-- INSTRUCTIONS --
A – According to the text on NEPSE-listed institutions, in what month and year did microfinance receive its own sub-index?
B – Write out the part of the text on NEPSE-listed institutions starting at "1. Microfinance" and ending at "microfinances in NEPSE.", word for word.

The trend of class “C” institutions is one of the most price-fluctuating indices in NEPSE. It also has a story of fluctuations in the number of listed companies. In 2007, there were 52 finance companies. It peaked at 73 in the year 2012, then steadily declined to 20 by mid-March 2026.

  1. Microfinance

Based on the data revealed by NRB, class “D” financial institutions did not have a separate sub-index in NEPSE. Microfinance got a separate sub-index in November 2017. Currently, there are 50 listed microfinances in NEPSE.

  1. Insurance Companies

There were 16 listed companies (life and non-life) in 2007 in NEPSE. This number kept increasing at a slow pace. This sector’s listed companies peaked at 30 in the year 2022. Then existing major companies underwent mergers and acquisitions. Meanwhile, new micro-insurance companies are being added to the list. Now, as of mid-March 2026, 27 insurance companies are listed in NEPSE.

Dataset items
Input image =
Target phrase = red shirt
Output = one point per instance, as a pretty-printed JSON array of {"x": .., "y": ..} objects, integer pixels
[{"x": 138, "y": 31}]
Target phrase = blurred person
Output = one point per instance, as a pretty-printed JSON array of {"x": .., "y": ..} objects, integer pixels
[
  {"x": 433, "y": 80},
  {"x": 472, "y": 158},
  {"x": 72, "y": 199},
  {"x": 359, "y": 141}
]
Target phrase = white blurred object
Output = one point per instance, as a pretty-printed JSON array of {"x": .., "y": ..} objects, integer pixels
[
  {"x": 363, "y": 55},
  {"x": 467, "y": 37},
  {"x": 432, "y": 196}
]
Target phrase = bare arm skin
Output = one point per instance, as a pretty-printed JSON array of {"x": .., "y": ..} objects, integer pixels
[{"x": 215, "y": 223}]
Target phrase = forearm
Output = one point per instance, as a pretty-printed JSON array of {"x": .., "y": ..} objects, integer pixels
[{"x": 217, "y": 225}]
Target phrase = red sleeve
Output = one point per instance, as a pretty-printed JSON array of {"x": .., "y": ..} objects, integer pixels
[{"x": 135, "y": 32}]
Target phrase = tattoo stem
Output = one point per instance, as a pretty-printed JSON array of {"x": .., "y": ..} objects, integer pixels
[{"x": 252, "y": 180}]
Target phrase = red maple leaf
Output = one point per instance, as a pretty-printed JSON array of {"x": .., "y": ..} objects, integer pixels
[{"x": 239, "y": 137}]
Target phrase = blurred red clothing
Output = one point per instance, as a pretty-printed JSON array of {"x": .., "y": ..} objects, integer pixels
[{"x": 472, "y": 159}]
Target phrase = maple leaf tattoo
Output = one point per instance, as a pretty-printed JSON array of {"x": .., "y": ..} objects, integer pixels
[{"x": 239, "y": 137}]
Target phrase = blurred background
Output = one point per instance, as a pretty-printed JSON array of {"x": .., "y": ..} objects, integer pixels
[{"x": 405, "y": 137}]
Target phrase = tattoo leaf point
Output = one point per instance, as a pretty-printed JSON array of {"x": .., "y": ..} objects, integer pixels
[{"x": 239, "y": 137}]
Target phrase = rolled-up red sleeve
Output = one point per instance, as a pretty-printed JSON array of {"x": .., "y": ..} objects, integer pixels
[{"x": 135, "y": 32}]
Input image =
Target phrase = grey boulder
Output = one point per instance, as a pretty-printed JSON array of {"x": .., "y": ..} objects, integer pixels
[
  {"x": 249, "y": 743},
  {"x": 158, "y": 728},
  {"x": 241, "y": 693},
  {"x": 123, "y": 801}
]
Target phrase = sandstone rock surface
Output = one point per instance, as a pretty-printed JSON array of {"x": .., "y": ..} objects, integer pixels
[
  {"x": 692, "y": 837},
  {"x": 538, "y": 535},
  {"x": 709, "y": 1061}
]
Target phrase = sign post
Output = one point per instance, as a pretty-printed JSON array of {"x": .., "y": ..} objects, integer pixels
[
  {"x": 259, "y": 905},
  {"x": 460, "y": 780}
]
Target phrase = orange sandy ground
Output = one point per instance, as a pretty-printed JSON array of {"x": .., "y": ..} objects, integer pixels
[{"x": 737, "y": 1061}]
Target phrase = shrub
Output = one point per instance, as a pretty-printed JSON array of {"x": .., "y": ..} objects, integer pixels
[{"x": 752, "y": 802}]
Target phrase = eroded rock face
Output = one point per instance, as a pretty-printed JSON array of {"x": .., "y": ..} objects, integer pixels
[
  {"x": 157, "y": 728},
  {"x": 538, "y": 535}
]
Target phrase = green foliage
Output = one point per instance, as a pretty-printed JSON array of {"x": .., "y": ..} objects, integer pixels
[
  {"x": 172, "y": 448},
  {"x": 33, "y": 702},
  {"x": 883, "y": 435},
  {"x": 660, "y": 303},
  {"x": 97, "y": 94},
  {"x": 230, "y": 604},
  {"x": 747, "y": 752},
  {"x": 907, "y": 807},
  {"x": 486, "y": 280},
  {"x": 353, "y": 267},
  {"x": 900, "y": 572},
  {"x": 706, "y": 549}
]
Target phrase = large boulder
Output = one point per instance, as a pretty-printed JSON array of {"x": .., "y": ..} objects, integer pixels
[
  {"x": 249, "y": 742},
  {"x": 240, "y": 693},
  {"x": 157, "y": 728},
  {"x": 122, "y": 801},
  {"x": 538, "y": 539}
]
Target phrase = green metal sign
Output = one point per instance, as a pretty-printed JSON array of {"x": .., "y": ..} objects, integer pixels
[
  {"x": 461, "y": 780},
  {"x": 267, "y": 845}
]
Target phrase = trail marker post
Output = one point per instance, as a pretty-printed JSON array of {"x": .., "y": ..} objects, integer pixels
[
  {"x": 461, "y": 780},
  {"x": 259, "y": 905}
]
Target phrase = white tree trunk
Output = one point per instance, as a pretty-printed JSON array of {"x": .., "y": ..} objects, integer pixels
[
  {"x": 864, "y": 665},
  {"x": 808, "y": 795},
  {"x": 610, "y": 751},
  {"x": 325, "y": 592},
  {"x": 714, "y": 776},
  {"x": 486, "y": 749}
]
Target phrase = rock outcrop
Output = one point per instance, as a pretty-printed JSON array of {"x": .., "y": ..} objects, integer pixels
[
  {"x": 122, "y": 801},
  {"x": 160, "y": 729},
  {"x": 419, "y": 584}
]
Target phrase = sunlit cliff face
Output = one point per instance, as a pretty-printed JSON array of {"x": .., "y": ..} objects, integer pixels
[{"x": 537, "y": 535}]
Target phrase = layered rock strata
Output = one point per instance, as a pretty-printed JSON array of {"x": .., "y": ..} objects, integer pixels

-- RESPONSES PER TASK --
A – November 2017

B –
1. Microfinance

Based on the data revealed by NRB, class “D” financial institutions did not have a separate sub-index in NEPSE. Microfinance got a separate sub-index in November 2017. Currently, there are 50 listed microfinances in NEPSE.